# SHORT TASK
Recast the lines of the items below as a Markdown table with the columns Num and Line, numbering each row and leaving out blank lines.
[start RECORDS PROVIDED]
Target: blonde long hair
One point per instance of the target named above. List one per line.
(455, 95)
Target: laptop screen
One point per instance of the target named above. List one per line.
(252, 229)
[end RECORDS PROVIDED]
# FINAL RESULT
| Num | Line |
|---|---|
| 1 | Target: blonde long hair |
| 2 | One point per instance of the target named above. List one per line. |
| 3 | (455, 95) |
| 4 | Target: laptop screen |
| 5 | One point per instance of the target named above. List one per line. |
| 6 | (252, 229) |